> [TASK ITEM] The line containing "# point at: side mirror (one per instance)" marks where copying starts, so set down that line and each one after it exactly, through the end of the records.

> [DATA EXTRACT]
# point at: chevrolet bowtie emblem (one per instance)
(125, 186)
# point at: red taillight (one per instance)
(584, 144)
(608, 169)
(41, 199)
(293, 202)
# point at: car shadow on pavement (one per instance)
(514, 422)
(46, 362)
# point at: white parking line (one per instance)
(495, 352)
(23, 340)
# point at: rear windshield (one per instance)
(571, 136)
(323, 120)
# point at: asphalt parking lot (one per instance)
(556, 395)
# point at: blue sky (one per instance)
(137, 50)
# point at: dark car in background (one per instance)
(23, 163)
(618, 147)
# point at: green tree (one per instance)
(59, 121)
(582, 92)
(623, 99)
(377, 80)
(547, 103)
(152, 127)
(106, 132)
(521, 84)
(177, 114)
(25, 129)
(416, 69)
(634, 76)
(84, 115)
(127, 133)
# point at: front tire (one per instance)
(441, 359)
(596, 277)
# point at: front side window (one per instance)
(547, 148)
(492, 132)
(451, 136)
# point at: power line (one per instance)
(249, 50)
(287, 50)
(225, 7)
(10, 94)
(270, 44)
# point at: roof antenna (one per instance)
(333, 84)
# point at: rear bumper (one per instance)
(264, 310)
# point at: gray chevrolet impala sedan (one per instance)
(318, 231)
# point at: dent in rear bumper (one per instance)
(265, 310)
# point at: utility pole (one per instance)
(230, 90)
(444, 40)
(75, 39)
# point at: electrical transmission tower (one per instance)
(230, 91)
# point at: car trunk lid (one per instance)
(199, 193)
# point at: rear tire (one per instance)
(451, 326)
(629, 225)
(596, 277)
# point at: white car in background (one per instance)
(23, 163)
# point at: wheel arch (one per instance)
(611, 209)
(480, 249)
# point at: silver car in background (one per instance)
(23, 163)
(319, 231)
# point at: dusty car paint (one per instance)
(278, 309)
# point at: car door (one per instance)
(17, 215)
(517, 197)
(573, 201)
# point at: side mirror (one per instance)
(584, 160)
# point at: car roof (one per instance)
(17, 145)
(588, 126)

> [WRITTEN RESPONSE]
# point at: side mirror (one per instance)
(584, 160)
# point at: car roof (one per instance)
(17, 145)
(588, 126)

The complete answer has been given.